(Point annotation lines)

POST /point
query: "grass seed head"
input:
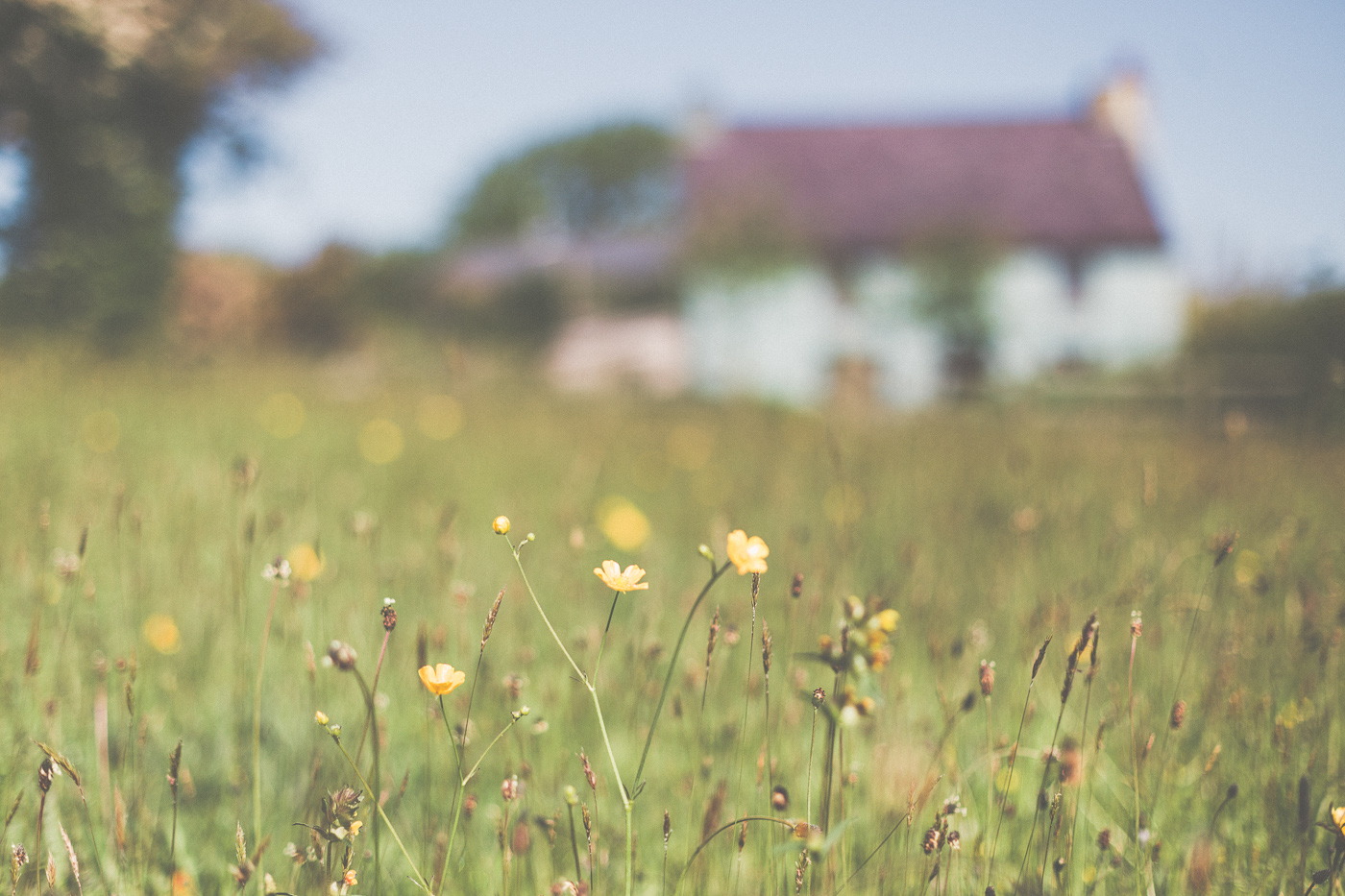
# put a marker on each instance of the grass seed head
(1041, 654)
(493, 614)
(174, 765)
(588, 772)
(46, 774)
(988, 678)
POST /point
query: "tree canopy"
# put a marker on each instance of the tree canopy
(605, 178)
(103, 100)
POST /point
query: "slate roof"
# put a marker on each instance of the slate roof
(1065, 184)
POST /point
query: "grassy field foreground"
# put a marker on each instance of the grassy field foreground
(1196, 748)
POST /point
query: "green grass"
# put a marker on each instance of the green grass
(986, 526)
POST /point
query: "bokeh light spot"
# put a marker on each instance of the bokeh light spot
(380, 442)
(623, 523)
(306, 564)
(281, 415)
(161, 634)
(101, 430)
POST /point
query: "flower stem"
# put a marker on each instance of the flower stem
(372, 721)
(461, 788)
(420, 882)
(261, 666)
(601, 724)
(668, 680)
(602, 643)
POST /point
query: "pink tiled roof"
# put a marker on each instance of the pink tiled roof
(1066, 184)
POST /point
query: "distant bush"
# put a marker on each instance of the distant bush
(316, 305)
(1307, 334)
(1313, 326)
(1271, 352)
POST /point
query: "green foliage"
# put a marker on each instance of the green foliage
(746, 235)
(103, 100)
(607, 178)
(318, 304)
(998, 527)
(1310, 328)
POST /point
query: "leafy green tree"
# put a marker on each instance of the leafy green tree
(103, 100)
(605, 178)
(952, 267)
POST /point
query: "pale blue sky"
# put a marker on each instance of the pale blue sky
(416, 97)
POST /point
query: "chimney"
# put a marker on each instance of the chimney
(701, 130)
(1122, 108)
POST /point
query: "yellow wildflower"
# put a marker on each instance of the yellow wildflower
(615, 579)
(441, 678)
(161, 634)
(306, 564)
(748, 554)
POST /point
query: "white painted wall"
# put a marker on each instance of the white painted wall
(779, 336)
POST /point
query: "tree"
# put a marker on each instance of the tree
(605, 178)
(103, 100)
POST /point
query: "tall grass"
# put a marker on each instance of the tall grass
(988, 529)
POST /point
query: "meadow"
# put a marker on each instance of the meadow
(1180, 732)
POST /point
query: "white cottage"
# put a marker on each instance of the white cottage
(1080, 274)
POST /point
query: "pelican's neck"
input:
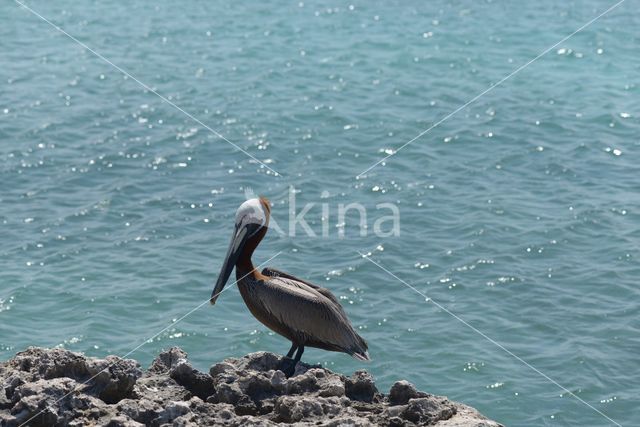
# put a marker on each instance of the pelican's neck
(244, 265)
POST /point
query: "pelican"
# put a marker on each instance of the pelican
(306, 314)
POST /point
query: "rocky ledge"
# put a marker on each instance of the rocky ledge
(55, 387)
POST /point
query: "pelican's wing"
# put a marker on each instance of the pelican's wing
(310, 313)
(272, 272)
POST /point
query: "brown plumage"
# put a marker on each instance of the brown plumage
(304, 313)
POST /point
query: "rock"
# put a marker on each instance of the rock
(55, 387)
(402, 391)
(360, 386)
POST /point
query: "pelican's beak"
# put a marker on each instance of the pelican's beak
(238, 240)
(240, 236)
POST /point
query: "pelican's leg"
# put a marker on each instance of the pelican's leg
(292, 350)
(288, 365)
(298, 355)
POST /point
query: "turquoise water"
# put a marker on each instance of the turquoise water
(520, 214)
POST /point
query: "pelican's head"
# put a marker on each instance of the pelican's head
(252, 220)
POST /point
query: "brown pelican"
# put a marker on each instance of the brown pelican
(305, 314)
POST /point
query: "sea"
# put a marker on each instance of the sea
(463, 175)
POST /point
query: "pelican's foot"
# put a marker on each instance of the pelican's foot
(288, 366)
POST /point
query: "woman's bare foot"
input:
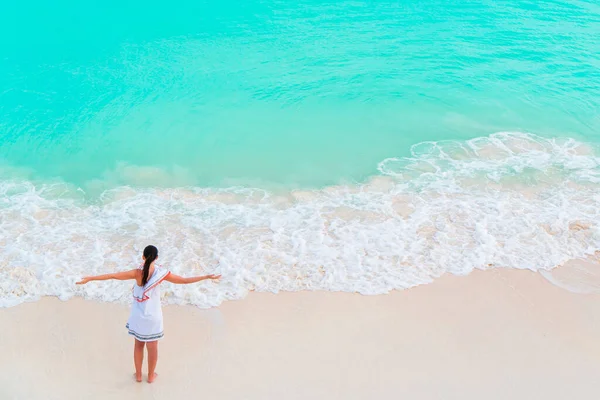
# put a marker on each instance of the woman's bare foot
(152, 378)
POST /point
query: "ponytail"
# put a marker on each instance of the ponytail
(150, 254)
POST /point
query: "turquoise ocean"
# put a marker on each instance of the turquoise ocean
(359, 146)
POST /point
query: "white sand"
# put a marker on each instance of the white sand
(490, 335)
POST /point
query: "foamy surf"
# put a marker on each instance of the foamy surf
(509, 200)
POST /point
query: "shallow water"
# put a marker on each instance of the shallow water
(306, 145)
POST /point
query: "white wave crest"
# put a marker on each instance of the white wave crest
(510, 200)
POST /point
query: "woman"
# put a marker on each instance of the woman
(145, 321)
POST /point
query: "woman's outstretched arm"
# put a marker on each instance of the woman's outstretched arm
(193, 279)
(122, 276)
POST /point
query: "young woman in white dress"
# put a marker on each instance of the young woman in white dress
(145, 322)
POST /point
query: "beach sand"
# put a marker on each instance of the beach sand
(498, 334)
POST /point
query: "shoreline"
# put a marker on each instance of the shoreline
(493, 334)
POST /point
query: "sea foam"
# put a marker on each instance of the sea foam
(509, 200)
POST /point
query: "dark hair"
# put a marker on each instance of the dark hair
(150, 254)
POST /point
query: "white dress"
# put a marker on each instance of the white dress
(145, 321)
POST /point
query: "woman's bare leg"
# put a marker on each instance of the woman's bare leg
(138, 359)
(152, 359)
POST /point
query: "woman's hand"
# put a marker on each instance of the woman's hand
(84, 280)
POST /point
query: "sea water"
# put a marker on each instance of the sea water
(359, 146)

SET TASK: Copy all of the lines above word for word, leaving out the pictures.

FULL RESPONSE:
POST /point
query: "grass seed head"
input:
# put a marker on each instance of the grass seed head
(1041, 654)
(493, 614)
(174, 765)
(588, 772)
(46, 774)
(988, 678)
POST /point
query: "tree canopy"
# put a marker on each instance of the tree canopy
(605, 178)
(103, 100)
POST /point
query: "slate roof"
# put a marker on each instance of the slate roof
(1065, 184)
POST /point
query: "grassy field foreground"
# put a marker on each instance of the grassy field foreground
(1196, 748)
POST /point
query: "green grass"
# put a marker on each instance of the green grass
(986, 526)
POST /point
query: "bokeh light spot"
# put a marker on each instance of the bokeh light spot
(380, 442)
(623, 523)
(306, 564)
(281, 415)
(161, 634)
(101, 430)
POST /point
query: "flower stem"
# put a marker on each instance of the flower stem
(372, 721)
(461, 788)
(420, 882)
(261, 666)
(601, 724)
(668, 680)
(602, 643)
POST /point
query: "pink tiled roof"
# put a marker on each instance of the pink tiled roof
(1066, 184)
POST /point
query: "distant bush"
# put a marker on each instance of the distant bush
(316, 305)
(1307, 334)
(1313, 326)
(1271, 352)
POST /point
query: "green foliage"
# put a marker on each instance of the green foliage
(746, 235)
(103, 100)
(607, 178)
(318, 304)
(998, 527)
(1310, 328)
POST /point
query: "leafy green tree"
# put a marker on each instance of the leafy green tree
(103, 100)
(605, 178)
(952, 267)
POST /point
query: "pale blue sky"
# put a marker on each instance of the pale blue sky
(416, 97)
POST /point
query: "chimney"
# put a marker on each instance of the chimney
(701, 130)
(1122, 108)
POST /point
query: "yellow wildflower"
# put a marker on each instance of the yellow wildflower
(615, 579)
(441, 678)
(161, 634)
(306, 564)
(748, 554)
POST /point
query: "white painted wall"
# put a marker on each instance of the white painted wall
(779, 336)
POST /point
query: "tree"
# put a marker on each instance of the tree
(605, 178)
(103, 100)
POST /point
query: "tall grass"
# put a marker on each instance of the tall grass
(988, 529)
POST /point
query: "meadow"
# put a marker on each instance of the meadow
(1180, 732)
POST /point
query: "white cottage"
# put a marker on each instance of the white cottage
(1080, 274)
POST /point
query: "pelican's neck"
input:
# put a marker on each instance of the pelican's neck
(244, 265)
POST /point
query: "pelican"
# put a marker on each instance of the pelican
(306, 314)
POST /point
query: "rocky ledge"
# put a marker on each instance of the rocky ledge
(55, 387)
POST /point
query: "pelican's wing"
# put a marker on each instance of the pelican's wing
(310, 313)
(272, 272)
POST /point
query: "brown plumage"
# put a marker on each instance of the brown plumage
(304, 313)
POST /point
query: "rock"
# put a marker on each instance of the rock
(55, 387)
(402, 391)
(360, 386)
POST /point
query: "pelican's beak"
# put a marker on each instance of the pelican's beak
(238, 240)
(240, 236)
POST /point
query: "pelican's leg"
# put a marker on each instance of the pelican's leg
(292, 350)
(288, 365)
(298, 355)
POST /point
query: "turquoise water"
# put a marker on each instance of the turquoise water
(520, 214)
POST /point
query: "pelican's head"
# put a marker on each instance of the pelican's head
(252, 220)
POST /point
query: "brown pelican"
# put a marker on each instance of the brown pelican
(305, 314)
POST /point
query: "sea"
# put a marker on each instance of the sea
(463, 175)
POST /point
query: "pelican's foot"
# put a marker on each instance of the pelican's foot
(288, 366)
POST /point
query: "woman's bare foot"
input:
# put a marker on each instance of the woman's bare foot
(152, 378)
POST /point
query: "ponytail"
# put a marker on each instance of the ponytail
(150, 254)
POST /point
query: "turquoise ocean"
# put a marker on each instance of the turquoise ocean
(359, 146)
POST /point
query: "white sand"
# put a marker on each instance of the white sand
(490, 335)
POST /point
query: "foamy surf"
# put a marker on each instance of the foamy surf
(509, 200)
POST /point
query: "shallow water"
# put a marker on each instance of the shallow water
(306, 145)
POST /point
query: "white wave crest"
# put a marker on each instance of the white wave crest
(510, 200)
POST /point
query: "woman"
# put a marker on each instance of the woman
(145, 321)
POST /point
query: "woman's outstretched arm"
# put a marker on each instance of the woman's outstretched arm
(193, 279)
(122, 276)
POST /point
query: "young woman in white dress"
# put a marker on each instance of the young woman in white dress
(145, 322)
POST /point
query: "beach sand"
# put a marker on each instance of the beach sand
(498, 334)
POST /point
query: "shoreline"
# put a marker on each instance of the shoreline
(493, 334)
POST /point
query: "sea foam"
# put a marker on each instance of the sea foam
(509, 200)
POST /point
query: "dark hair"
# put a marker on each instance of the dark hair
(150, 254)
POST /point
query: "white dress"
# put a marker on each instance of the white dress
(145, 321)
POST /point
query: "woman's bare leg"
# put a marker on each instance of the woman's bare leg
(138, 359)
(152, 359)
POST /point
query: "woman's hand"
# put a marker on each instance of the woman's hand
(84, 280)
POST /point
query: "sea water"
# put a marker on each instance of the sea water
(359, 146)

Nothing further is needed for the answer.